## Selected excerpt
-=-=-

"Ben Franklin"

 

Benjamin Franklin, Autobiography: Page 84 of 154

These things I mention as a caution to young printers, and that they may be 
encouraged not to pollute their presses and disgrace their profession by such 
infamous practices, but refuse steadily, as they may see by my example that such 
a course of conduct will not, on the whole, be injurious to their interests. 
In 1733 I sent one of my journeymen to Charleston, South Carolina, where a 
printer was wanting. I furnish'd him with a press and letters, on an agreement 
of partnership, by which I was to receive one-third of the profits of the 
business, paying one-third of the expense. He was a man of learning, and honest 
but ignorant in matters of account; and, tho' he sometimes made me remittances, 
I could get no account from him, nor any satisfactory state of our partnership 
while he lived. On his decease, the business was continued by his widow, who, 
being born and bred in Holland, where, as I have been inform'd, the knowledge of 
accounts makes a part of female education, she not only sent me as clear a state 
as she could find of the transactions past, but continued to account with the 
greatest regularity and exactness every quarter afterwards, and managed the 
business with such success, that she not only brought up reputably a family of 
children, but, at the expiration of the term, was able to purchase of me the 
printing-house, and establish her son in it.

-=-=-

## Exercises
A. Reproduce the Franklin autobiography excerpt from "These things I" to "to their interests.".
B. Condense the paragraph of the Franklin autobiography excerpt that begins "These things I mention" into a short bulleted list that keeps its main facts.
C. According to the Franklin autobiography excerpt, what share of the Charleston business's profits was Franklin to receive?
The material that comes next stands apart from the Franklin autobiography excerpt.

-=-=-

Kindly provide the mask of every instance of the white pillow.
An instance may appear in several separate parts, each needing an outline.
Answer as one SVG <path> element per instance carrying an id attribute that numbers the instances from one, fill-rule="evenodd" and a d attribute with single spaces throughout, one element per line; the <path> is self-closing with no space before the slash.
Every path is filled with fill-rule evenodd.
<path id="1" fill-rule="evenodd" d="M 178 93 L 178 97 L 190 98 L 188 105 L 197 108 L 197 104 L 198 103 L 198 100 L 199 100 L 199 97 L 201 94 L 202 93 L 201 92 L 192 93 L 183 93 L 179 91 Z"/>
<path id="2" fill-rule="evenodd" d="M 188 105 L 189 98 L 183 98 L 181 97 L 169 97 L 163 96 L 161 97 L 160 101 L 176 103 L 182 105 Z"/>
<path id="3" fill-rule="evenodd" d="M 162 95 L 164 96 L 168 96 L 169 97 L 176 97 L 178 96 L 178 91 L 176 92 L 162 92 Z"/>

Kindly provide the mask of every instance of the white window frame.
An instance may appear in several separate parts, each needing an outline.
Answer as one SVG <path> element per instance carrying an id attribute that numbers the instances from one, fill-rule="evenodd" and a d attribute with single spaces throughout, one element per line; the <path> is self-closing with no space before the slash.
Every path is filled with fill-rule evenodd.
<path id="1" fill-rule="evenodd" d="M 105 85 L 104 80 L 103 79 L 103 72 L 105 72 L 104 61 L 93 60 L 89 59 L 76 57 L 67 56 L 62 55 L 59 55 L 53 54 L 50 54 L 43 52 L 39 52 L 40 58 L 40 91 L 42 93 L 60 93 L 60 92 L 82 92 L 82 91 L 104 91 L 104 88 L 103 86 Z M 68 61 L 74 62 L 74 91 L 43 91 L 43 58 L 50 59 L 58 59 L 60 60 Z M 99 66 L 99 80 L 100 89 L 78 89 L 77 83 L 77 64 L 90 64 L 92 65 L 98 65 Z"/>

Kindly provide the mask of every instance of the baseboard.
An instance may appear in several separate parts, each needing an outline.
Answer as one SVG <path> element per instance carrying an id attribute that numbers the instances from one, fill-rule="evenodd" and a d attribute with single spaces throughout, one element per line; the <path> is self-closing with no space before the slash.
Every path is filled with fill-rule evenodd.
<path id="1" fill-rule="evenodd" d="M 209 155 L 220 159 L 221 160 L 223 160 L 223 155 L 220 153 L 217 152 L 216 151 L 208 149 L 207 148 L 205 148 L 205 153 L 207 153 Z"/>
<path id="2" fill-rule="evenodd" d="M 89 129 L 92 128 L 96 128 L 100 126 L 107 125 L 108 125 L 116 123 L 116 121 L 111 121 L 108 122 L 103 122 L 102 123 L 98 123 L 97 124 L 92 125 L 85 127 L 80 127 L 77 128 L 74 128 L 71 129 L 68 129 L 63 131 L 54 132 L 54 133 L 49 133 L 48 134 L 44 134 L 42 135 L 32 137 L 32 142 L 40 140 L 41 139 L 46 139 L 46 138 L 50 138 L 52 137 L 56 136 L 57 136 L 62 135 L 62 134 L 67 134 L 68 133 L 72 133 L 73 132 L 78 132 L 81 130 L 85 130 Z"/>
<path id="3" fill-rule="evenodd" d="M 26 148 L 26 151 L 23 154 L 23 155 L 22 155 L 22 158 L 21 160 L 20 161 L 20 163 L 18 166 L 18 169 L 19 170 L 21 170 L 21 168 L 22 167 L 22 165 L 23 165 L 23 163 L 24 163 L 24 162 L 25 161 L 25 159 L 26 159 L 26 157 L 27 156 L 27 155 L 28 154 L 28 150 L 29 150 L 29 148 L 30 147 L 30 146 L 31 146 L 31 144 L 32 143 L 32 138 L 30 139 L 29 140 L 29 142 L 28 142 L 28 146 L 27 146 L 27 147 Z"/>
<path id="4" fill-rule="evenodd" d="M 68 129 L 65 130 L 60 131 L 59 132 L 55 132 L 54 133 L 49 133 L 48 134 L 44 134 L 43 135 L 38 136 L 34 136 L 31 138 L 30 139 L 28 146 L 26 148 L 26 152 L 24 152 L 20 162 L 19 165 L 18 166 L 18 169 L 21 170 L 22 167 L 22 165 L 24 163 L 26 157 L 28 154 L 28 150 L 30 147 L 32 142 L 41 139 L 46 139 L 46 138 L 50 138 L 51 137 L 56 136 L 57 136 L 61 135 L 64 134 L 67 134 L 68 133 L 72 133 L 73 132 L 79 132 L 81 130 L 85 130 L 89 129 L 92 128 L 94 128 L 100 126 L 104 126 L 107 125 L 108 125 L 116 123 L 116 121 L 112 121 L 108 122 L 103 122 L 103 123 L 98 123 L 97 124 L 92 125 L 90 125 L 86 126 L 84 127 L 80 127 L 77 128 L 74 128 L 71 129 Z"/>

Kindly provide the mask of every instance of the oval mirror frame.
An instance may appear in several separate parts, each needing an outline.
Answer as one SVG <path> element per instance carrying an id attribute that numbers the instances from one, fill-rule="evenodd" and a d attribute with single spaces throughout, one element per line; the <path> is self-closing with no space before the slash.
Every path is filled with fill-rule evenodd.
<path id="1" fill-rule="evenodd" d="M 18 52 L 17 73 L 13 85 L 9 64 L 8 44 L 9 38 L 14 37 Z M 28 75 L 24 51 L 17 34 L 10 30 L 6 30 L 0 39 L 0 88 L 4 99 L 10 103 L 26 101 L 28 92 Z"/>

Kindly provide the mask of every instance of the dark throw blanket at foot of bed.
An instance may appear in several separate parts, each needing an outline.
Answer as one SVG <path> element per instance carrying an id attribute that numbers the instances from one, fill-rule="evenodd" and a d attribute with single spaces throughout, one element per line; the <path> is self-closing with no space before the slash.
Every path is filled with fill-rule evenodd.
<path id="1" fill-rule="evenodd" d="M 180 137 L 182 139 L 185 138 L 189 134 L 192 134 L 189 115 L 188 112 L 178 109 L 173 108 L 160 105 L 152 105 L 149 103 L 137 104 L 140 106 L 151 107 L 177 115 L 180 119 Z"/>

-=-=-

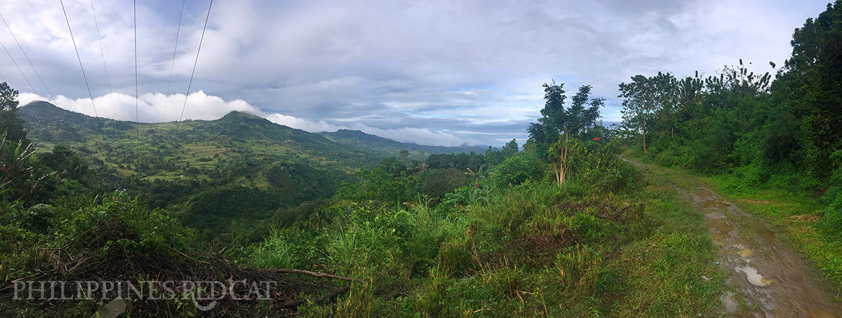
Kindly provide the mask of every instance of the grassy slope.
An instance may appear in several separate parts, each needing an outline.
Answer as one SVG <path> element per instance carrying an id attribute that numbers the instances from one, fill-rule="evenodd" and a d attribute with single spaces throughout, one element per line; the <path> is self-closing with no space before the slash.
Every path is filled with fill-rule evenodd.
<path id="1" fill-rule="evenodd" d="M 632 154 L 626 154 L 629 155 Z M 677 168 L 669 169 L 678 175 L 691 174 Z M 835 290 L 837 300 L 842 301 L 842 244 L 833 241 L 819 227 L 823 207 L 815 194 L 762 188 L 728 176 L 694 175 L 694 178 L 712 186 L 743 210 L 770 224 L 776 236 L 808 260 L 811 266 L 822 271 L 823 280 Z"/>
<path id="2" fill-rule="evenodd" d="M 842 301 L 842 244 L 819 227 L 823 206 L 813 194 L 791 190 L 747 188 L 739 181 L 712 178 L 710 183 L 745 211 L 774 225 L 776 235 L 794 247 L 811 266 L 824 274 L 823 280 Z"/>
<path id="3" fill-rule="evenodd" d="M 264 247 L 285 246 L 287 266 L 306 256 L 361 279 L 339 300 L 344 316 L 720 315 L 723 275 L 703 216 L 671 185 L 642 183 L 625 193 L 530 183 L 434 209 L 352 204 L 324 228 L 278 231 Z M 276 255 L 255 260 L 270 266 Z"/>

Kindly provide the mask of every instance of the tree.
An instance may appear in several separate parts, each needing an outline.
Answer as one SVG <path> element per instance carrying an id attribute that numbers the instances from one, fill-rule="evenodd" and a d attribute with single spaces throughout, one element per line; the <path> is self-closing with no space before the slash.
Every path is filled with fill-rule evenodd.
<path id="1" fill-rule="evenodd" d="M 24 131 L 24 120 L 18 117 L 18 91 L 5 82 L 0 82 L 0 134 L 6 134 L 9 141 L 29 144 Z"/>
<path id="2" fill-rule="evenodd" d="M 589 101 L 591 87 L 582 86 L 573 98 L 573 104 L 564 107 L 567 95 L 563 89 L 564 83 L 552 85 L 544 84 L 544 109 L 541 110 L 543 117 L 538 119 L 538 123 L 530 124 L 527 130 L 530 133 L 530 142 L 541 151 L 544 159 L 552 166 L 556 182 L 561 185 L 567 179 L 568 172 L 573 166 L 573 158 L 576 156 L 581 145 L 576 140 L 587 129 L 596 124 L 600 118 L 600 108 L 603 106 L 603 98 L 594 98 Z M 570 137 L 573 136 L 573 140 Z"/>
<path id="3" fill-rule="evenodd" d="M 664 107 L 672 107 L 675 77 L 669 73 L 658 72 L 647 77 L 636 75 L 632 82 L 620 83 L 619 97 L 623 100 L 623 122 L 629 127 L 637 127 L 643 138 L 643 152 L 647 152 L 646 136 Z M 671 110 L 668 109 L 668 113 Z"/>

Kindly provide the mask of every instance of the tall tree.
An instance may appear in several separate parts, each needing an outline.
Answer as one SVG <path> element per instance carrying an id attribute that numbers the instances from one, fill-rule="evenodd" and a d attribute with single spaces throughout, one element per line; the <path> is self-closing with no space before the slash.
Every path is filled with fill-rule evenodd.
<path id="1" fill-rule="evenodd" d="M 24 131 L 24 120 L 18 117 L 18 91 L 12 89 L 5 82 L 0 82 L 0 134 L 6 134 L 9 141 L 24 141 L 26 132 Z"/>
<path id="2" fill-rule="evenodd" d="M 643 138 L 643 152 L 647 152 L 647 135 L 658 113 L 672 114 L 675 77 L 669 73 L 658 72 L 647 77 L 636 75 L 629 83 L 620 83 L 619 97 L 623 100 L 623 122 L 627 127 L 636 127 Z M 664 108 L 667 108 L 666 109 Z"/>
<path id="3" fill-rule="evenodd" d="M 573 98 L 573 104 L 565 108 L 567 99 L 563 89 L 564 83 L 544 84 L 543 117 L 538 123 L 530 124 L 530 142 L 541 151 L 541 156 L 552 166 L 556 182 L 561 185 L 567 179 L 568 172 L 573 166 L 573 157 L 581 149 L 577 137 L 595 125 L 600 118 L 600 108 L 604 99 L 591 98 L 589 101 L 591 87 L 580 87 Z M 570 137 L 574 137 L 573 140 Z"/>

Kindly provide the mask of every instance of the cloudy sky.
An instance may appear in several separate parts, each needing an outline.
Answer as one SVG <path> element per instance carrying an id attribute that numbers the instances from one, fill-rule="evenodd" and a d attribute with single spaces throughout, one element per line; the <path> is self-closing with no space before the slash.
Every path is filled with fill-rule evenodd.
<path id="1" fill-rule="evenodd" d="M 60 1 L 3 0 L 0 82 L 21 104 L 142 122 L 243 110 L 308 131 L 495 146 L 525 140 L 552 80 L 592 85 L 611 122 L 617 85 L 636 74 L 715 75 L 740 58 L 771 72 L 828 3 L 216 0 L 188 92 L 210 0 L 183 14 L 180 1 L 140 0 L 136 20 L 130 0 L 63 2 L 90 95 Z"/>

-=-=-

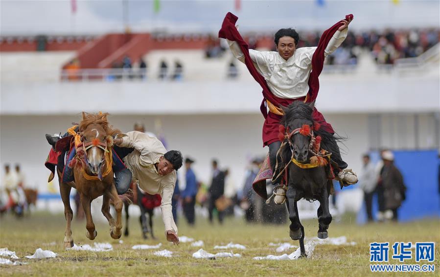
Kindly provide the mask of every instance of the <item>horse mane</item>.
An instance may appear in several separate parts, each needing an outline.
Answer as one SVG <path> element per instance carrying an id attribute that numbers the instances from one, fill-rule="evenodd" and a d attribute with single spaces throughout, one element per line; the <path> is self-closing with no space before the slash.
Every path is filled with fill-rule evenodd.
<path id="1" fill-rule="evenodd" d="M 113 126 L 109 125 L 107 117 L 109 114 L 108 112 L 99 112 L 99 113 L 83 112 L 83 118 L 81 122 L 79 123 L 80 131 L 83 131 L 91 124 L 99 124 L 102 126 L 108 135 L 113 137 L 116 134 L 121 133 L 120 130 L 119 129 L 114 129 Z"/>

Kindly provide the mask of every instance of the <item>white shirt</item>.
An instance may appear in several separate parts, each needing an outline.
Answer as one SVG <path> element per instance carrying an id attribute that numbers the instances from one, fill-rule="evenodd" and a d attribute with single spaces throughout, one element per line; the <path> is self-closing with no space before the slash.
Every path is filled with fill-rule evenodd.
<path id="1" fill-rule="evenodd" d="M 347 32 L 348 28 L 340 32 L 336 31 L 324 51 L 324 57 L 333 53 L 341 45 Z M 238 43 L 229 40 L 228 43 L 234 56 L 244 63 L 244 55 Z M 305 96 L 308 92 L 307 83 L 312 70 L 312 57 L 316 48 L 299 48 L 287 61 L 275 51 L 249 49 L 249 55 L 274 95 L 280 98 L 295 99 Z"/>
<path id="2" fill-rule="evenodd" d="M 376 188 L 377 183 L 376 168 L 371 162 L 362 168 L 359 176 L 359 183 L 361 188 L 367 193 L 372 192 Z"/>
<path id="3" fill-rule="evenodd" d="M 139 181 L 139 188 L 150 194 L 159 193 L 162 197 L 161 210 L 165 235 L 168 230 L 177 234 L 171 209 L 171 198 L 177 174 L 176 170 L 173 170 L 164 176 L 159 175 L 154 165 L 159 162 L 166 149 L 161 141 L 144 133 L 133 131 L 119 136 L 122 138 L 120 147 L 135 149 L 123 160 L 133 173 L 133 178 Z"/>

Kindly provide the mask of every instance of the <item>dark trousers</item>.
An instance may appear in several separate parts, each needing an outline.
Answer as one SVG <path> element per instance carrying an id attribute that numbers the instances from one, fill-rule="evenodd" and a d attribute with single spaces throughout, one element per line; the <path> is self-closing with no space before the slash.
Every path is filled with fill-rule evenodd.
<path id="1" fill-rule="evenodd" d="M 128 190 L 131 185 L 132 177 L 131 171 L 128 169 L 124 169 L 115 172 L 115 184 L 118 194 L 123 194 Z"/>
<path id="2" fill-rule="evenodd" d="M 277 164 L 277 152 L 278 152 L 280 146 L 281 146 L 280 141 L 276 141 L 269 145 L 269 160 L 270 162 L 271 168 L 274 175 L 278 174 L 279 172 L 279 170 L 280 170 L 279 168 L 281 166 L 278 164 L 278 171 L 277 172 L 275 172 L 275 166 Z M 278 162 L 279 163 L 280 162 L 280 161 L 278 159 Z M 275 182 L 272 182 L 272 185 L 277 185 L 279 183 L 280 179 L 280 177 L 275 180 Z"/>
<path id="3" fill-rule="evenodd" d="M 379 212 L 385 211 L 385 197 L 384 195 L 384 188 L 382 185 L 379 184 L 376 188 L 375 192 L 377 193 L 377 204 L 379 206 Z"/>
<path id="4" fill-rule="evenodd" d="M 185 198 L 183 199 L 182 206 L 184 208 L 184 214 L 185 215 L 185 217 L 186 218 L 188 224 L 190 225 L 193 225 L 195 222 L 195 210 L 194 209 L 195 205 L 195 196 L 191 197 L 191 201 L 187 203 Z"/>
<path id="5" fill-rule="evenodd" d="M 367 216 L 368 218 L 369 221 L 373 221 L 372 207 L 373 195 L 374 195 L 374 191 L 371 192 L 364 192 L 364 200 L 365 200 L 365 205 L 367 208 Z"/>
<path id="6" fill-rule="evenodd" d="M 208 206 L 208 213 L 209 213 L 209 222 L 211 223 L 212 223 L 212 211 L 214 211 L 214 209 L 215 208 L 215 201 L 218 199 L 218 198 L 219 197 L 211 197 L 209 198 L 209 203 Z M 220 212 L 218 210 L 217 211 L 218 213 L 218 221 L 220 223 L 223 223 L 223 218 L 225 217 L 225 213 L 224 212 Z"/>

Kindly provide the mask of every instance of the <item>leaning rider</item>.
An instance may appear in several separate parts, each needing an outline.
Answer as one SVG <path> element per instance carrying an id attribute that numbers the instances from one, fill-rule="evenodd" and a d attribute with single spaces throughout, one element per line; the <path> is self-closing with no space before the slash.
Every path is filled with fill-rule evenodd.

-=-=-

## Outputs for the tasks
A.
These things I mention as a caution to young printers, and that they may be 
encouraged not to pollute their presses and disgrace their profession by such 
infamous practices, but refuse steadily, as they may see by my example that such 
a course of conduct will not, on the whole, be injurious to their interests.

B.
- Young printers should steadily refuse infamous practices, since such conduct will not, on the whole, hurt their interests.
- In 1733, Franklin sent a journeyman to Charleston, South Carolina, where a printer was wanting, and supplied him with a press and letters.
- Under their partnership, Franklin received one-third of the profits and paid one-third of the expense.
- The journeyman was learned and honest but ignorant of accounts. He sometimes sent remittances but never gave a satisfactory account while he lived.
- After his death, his widow, born and bred in Holland, ran the business. She sent a clear statement of past transactions and accounted exactly every quarter.
- She managed so well that she raised her children reputably. At the end of the term, she bought the printing-house from Franklin and established her son in it.

C. One-third of the profits.